Exercise instructions:
Rewrite the stretch of the blog post from "He looked down" through "on my homepage.", putting "notebook" in place of "cookbook".

Extract provided:
= = = = =
Cole's Moveable Feast

Cole's Moveable Feast
Cole

Wednesday, September 14, 2016

Eggs, EpiPens and the Creative Process

Last night while I was making cake pops for an order, I was comparing recipes, reading about what milk protein does to chocolate, tinkering with egg and milk substitution formulas and thinking about how much I love Rose Levy Beranbaum. My husband walked in to scavenge for dinner because I've flat out stopped cooking for my family. (Yeah, so all those people who ask How I'm Doing It All? I'm not.)

He looked down and said something about the fact that I was holding my place in a cookbook with EpiPens. Which really is pretty funny. Maybe that should be the picture on my homepage.
= = = = =
Dataset content:
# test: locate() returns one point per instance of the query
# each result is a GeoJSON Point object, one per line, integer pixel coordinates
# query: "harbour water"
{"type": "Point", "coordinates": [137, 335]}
= = = = =
Answer to this problem:
He looked down and said something about the fact that I was holding my place in a notebook with EpiPens. Which really is pretty funny. Maybe that should be the picture on my homepage.